===== SOURCE MATERIAL
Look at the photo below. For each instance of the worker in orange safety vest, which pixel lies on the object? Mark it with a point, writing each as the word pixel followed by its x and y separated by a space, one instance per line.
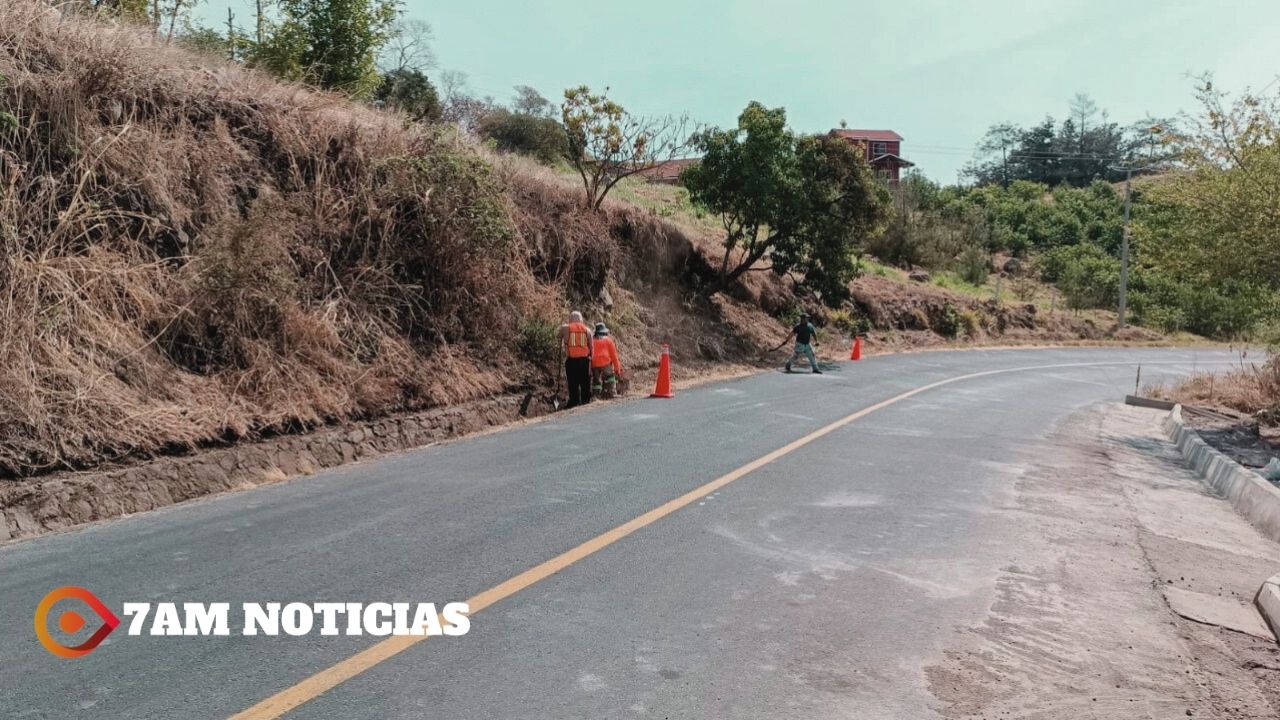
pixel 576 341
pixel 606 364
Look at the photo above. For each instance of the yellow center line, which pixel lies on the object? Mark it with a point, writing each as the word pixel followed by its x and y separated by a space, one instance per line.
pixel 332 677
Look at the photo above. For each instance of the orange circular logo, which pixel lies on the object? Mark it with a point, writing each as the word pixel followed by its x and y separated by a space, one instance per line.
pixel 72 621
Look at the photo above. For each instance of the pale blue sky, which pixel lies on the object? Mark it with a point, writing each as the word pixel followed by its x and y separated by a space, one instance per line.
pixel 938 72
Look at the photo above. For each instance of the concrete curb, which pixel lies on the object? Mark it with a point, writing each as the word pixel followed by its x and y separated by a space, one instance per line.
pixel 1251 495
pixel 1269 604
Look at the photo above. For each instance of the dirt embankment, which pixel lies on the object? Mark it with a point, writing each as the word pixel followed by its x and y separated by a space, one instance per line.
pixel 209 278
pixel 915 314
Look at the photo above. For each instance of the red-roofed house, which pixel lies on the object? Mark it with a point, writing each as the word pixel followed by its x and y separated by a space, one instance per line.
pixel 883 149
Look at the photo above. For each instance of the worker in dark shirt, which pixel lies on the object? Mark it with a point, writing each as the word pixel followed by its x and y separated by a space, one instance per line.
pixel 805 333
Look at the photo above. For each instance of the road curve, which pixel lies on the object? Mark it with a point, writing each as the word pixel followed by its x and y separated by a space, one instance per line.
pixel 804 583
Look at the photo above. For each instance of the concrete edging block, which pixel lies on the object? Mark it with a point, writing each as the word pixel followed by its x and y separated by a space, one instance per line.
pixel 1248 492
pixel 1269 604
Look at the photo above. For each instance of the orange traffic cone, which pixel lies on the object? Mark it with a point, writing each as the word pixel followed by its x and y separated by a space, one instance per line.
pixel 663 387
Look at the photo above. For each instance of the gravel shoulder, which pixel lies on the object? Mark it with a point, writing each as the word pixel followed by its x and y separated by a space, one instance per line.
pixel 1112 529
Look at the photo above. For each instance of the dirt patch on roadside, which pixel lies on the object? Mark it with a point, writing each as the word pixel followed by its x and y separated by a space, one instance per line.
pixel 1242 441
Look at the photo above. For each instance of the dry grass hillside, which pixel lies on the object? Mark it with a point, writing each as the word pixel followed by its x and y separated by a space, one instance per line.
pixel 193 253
==========
### YOUR INSTRUCTIONS
Write out all the records again, exactly, minus any pictures.

### FINISHED EXERCISE
Look at the photo below. For each instance of the worker in orange safety vest, which pixel lies on the object? Mark it with a point, writing each as the word pixel followed by its x and y separated by a space, one instance per line.
pixel 576 341
pixel 606 364
Look at the photo above. For each instance of the yellow center line, which pixel lies on the object? Mark it with a point, writing each as the word pixel followed by its x and y separated by a space, one instance per line.
pixel 332 677
Look at the photo above. For each instance of the orange circular logo, which pixel lies on the object? Mark it with a point, writing each as the word pixel followed by its x and y separated by a space, one instance per line.
pixel 72 621
Look at the photo above. For each instance of the pale blue sky, which pixel lies on the object? Mark it with a point, writing each as the word pixel followed by its x and y separated by a space, one instance per line.
pixel 938 72
Look at the photo above. For each instance of the concrete curb, which pixel lies on the object? Mark it with a point, writing each as the word pixel followed by its x and y separated by a space, one instance per line.
pixel 1251 495
pixel 1269 604
Look at the photo above. For each instance of the dirt embankment, which pixel lies on the object? Mark it with a point, writing each as the word pixel followed by its x and y separated by a space, one instance per line.
pixel 209 278
pixel 915 314
Look at the photo above. For each instance of the red-roofed house, which pixel lies on the object? Mark it with a point, writing each as the word pixel followed by its x and y separated by a space, one instance per line.
pixel 883 149
Look at the photo above. For each instance of the worker in dark shirt, which pixel lies on the object? Mark it with a point, writing each as the word pixel followed by its x and y separated by a space, one instance per line.
pixel 805 333
Look at the photo above. For each instance of the road curve, which pixel lies on the object? Mark it with a point, writing each as the word pixel followed by its x and y separated by a space, one instance per line.
pixel 804 583
Look at the photo above. For each instance of the concrete edging block, which pixel lies on the object? Mark it with a point, writing each as the word pixel followed by its x and y separated by a space, one instance per line.
pixel 1248 492
pixel 1269 604
Look at the photo above. For each instance of the orange traffic cone, which pixel lies on the object? Mark it with a point, writing each as the word pixel followed by its x and y separated by a space, one instance per line.
pixel 663 387
Look at the photo above. For each instance of the gravel shoulder, which pixel lies on the object? Mark it with a point, writing each as the word pixel followed by its x and y separated by a space, one instance per line.
pixel 1112 529
Look at the photo above. For each instance of the dirt patch on roadside, which pixel lies on the object? Mark it with a point, writing each as the word pixel followed by its x and y separated by a space, one instance per line.
pixel 1242 441
Look at the photo above. For each instance of the dry grass hillside, which pixel lies on the object? Mark it with a point, writing each as the word pixel followed by its x and y separated by a space, one instance per line.
pixel 193 253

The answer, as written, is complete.